[BEGIN Materials provided]
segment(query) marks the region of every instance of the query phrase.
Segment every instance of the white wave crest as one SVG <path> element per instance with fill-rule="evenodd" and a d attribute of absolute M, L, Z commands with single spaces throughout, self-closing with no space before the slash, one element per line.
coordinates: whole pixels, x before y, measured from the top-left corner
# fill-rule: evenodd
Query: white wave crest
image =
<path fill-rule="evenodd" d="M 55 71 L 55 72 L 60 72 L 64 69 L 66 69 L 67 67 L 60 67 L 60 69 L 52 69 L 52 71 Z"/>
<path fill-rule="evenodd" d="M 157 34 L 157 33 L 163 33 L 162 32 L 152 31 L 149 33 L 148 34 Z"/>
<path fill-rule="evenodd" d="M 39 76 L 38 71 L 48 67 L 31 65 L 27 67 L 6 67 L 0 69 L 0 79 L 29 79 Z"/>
[END Materials provided]
* **What the task requires**: Convert every line of the records above into a Markdown table with two columns, Row and Line, numbering the rows in order and skipping any blank lines.

* **Solved exercise**:
| Row | Line |
|---|---|
| 1 | segment(query) marks the region of every instance of the query phrase. |
| 2 | Segment every instance of the white wave crest as one SVG <path> element per instance with fill-rule="evenodd" and a d attribute of absolute M, L, Z commands with single spaces throughout, self-closing with no space before the slash, one element per line. |
| 3 | coordinates: whole pixels, x before y, measured from the top-left corner |
| 4 | # fill-rule: evenodd |
| 5 | Query: white wave crest |
| 6 | image = |
| 7 | <path fill-rule="evenodd" d="M 55 71 L 55 72 L 60 72 L 64 69 L 66 69 L 67 67 L 60 67 L 60 69 L 52 69 L 52 71 Z"/> |
| 8 | <path fill-rule="evenodd" d="M 157 34 L 157 33 L 163 33 L 162 32 L 152 31 L 149 33 L 148 34 Z"/> |
| 9 | <path fill-rule="evenodd" d="M 39 76 L 38 71 L 48 67 L 31 65 L 27 67 L 6 67 L 0 69 L 0 79 L 29 79 Z"/> |